Exercise directions:
Using the data that follows, return exactly the lines from the one that contains "column 319, row 58" through the one that contains "column 57, row 11", ends included.

* * * * *

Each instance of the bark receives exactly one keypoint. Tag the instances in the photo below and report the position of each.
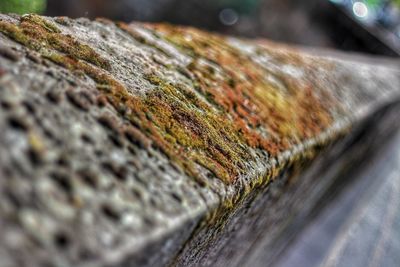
(142, 144)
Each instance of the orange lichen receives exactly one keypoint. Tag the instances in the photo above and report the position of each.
(242, 110)
(289, 116)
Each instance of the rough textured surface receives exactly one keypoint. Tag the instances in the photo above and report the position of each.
(151, 144)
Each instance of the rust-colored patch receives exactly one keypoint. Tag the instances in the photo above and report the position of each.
(242, 110)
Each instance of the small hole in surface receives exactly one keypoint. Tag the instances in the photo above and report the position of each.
(17, 124)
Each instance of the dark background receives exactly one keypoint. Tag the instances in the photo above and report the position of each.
(312, 23)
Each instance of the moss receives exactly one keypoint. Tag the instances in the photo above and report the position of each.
(217, 134)
(22, 6)
(41, 35)
(245, 94)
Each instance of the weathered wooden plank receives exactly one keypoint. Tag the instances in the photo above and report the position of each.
(150, 144)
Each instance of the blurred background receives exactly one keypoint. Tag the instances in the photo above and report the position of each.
(369, 26)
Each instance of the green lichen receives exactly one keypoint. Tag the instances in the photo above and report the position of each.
(22, 6)
(217, 134)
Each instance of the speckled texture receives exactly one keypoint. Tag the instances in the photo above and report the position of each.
(118, 141)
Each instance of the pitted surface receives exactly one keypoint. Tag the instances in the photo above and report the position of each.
(113, 137)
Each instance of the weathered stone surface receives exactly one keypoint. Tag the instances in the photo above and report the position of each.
(139, 144)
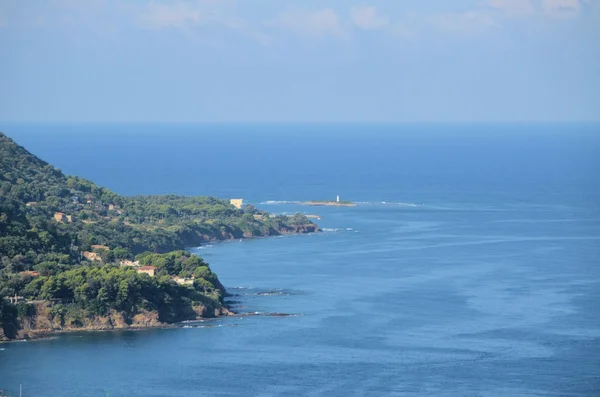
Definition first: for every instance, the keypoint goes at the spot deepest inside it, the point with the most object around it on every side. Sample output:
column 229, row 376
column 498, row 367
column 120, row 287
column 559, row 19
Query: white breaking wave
column 280, row 202
column 388, row 203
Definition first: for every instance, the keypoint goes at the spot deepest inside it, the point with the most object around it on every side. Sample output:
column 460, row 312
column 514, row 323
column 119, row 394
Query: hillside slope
column 73, row 250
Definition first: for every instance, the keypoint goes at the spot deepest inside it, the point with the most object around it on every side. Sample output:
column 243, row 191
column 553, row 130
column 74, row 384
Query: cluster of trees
column 47, row 219
column 84, row 292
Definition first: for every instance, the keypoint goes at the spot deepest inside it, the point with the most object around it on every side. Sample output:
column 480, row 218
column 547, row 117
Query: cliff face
column 44, row 323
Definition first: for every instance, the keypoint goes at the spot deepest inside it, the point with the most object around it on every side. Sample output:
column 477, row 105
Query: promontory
column 76, row 256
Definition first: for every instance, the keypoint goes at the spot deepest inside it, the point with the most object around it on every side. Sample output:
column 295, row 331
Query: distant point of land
column 332, row 203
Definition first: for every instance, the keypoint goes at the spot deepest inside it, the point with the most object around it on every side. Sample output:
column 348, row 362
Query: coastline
column 151, row 320
column 328, row 204
column 37, row 336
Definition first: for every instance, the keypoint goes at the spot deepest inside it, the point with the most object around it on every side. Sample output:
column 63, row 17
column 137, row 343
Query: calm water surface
column 470, row 268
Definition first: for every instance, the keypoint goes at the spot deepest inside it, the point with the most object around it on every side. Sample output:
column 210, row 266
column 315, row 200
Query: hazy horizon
column 213, row 61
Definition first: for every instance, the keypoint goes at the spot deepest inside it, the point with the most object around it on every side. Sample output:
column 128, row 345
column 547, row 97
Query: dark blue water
column 471, row 267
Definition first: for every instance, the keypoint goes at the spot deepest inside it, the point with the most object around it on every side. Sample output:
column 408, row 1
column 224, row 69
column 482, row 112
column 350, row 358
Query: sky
column 388, row 61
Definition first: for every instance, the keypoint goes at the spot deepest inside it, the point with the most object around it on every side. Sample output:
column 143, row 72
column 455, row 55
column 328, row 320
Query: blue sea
column 471, row 266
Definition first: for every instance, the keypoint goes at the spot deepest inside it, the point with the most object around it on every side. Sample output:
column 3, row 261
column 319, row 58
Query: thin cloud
column 561, row 8
column 324, row 22
column 464, row 23
column 514, row 8
column 366, row 18
column 175, row 15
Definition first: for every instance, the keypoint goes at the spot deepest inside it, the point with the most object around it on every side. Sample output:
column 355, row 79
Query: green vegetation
column 341, row 203
column 50, row 223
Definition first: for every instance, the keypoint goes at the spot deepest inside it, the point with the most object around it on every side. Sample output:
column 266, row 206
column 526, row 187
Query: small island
column 75, row 256
column 331, row 203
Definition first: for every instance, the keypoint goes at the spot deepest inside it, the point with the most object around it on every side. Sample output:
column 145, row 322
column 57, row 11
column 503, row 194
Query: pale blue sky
column 309, row 60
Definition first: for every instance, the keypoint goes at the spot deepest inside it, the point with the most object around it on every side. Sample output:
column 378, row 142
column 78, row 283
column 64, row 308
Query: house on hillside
column 183, row 281
column 29, row 273
column 149, row 270
column 92, row 256
column 126, row 262
column 237, row 203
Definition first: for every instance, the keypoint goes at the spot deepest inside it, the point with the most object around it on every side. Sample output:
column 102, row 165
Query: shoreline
column 33, row 335
column 38, row 336
column 328, row 204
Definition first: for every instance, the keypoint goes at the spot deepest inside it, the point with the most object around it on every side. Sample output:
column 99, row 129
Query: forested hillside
column 74, row 250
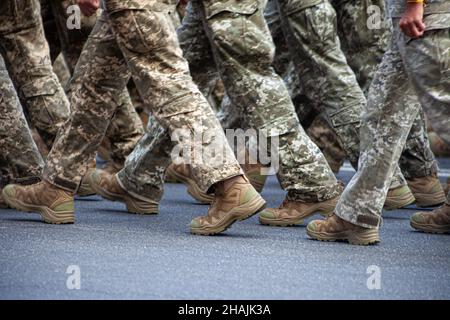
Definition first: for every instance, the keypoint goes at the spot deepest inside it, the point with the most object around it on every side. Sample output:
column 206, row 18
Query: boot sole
column 133, row 206
column 430, row 200
column 295, row 221
column 85, row 190
column 430, row 228
column 239, row 213
column 192, row 188
column 258, row 185
column 399, row 202
column 369, row 237
column 47, row 214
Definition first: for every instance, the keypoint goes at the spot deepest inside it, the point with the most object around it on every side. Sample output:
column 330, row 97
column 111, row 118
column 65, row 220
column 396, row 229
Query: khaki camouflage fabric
column 26, row 54
column 328, row 59
column 424, row 62
column 126, row 128
column 364, row 30
column 135, row 38
column 20, row 160
column 230, row 40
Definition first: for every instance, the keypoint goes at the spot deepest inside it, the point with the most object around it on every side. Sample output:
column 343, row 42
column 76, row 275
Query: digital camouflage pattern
column 20, row 160
column 386, row 123
column 134, row 38
column 26, row 54
column 233, row 37
column 364, row 29
column 126, row 127
column 363, row 47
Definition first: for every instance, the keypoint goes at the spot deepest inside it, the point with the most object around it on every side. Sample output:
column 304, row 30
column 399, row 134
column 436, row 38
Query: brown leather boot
column 292, row 213
column 55, row 205
column 85, row 189
column 436, row 221
column 182, row 173
column 427, row 191
column 398, row 198
column 336, row 229
column 235, row 202
column 107, row 186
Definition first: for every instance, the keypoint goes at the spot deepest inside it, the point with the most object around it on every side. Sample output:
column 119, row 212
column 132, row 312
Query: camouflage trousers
column 126, row 128
column 26, row 54
column 364, row 39
column 322, row 58
column 230, row 40
column 386, row 123
column 20, row 161
column 134, row 38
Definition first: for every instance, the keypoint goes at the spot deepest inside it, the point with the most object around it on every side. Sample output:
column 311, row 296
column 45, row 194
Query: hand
column 88, row 7
column 411, row 22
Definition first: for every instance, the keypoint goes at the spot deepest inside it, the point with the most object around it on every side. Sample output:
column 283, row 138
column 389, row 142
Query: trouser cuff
column 62, row 183
column 368, row 221
column 323, row 194
column 138, row 190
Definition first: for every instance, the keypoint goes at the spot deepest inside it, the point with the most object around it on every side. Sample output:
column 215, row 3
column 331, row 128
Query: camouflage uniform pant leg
column 162, row 77
column 100, row 75
column 243, row 52
column 311, row 34
column 126, row 128
column 385, row 127
column 124, row 131
column 144, row 169
column 365, row 31
column 22, row 39
column 427, row 61
column 20, row 160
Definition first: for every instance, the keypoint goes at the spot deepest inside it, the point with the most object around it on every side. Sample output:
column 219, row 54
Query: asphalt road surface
column 116, row 255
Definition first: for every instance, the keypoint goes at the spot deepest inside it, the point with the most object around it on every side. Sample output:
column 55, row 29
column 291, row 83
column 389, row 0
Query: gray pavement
column 125, row 256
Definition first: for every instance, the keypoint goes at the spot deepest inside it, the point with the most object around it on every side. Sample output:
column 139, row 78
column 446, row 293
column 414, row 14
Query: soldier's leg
column 164, row 82
column 101, row 73
column 20, row 160
column 125, row 129
column 22, row 40
column 162, row 77
column 243, row 51
column 315, row 49
column 365, row 29
column 385, row 127
column 427, row 60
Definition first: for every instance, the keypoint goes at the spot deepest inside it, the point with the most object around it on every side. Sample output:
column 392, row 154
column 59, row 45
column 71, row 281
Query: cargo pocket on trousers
column 237, row 28
column 142, row 30
column 37, row 109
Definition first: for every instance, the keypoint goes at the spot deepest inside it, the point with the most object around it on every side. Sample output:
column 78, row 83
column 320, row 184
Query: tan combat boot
column 292, row 213
column 55, row 205
column 107, row 186
column 182, row 173
column 336, row 229
column 447, row 186
column 427, row 191
column 398, row 198
column 234, row 200
column 436, row 221
column 253, row 173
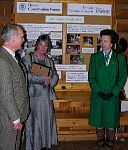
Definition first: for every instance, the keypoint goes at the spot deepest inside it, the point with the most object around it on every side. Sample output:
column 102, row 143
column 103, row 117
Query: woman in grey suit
column 41, row 126
column 14, row 106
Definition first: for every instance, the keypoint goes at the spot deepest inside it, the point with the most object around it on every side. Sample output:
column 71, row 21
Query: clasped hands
column 105, row 96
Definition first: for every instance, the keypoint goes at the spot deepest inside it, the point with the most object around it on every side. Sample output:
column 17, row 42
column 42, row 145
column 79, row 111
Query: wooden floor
column 89, row 145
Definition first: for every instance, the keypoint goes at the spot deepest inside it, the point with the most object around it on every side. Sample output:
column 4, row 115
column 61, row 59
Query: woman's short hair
column 114, row 36
column 46, row 39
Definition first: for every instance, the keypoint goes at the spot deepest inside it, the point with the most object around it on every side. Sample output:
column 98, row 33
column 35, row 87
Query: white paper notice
column 56, row 35
column 76, row 76
column 34, row 7
column 70, row 67
column 56, row 51
column 64, row 19
column 34, row 30
column 86, row 28
column 89, row 9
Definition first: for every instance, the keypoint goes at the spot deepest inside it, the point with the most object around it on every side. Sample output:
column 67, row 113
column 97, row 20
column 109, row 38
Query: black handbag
column 122, row 95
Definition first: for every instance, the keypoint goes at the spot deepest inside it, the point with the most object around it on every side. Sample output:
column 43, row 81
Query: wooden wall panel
column 121, row 1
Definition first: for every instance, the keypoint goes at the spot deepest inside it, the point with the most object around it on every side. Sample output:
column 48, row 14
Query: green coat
column 106, row 79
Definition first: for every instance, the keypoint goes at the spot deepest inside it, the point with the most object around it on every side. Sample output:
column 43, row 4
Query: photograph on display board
column 73, row 38
column 76, row 59
column 88, row 40
column 73, row 49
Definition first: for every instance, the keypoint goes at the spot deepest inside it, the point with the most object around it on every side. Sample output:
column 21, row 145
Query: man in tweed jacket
column 14, row 106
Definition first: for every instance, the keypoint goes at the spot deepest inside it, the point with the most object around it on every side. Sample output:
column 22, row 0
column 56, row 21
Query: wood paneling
column 122, row 11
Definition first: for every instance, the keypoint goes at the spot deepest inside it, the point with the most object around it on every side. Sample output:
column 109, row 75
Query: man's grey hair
column 10, row 30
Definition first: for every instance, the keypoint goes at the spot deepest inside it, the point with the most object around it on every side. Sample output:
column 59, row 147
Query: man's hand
column 47, row 80
column 18, row 126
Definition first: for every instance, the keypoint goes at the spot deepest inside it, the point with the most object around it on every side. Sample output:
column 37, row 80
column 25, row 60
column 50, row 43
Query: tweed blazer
column 14, row 102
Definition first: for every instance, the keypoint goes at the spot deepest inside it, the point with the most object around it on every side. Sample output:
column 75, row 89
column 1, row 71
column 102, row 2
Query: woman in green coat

* * * * *

Task response:
column 319, row 58
Query: thin cloud
column 561, row 8
column 324, row 22
column 464, row 23
column 514, row 8
column 366, row 18
column 175, row 15
Definition first: for every instance, the keypoint goes at the spot deepest inside it, the point with the most object around it on every side. Sample output:
column 355, row 79
Query: green vegetation
column 341, row 203
column 50, row 223
Definition first: for every instance, the keypoint goes at the spot deepest inside it, the point with the most object around it on every side. Sample output:
column 266, row 206
column 526, row 187
Query: small island
column 75, row 256
column 331, row 203
Definition first: for every instance, the keypoint goes at the spot deepest inside it, the point with the most object around it on every side. Sample output:
column 145, row 322
column 57, row 11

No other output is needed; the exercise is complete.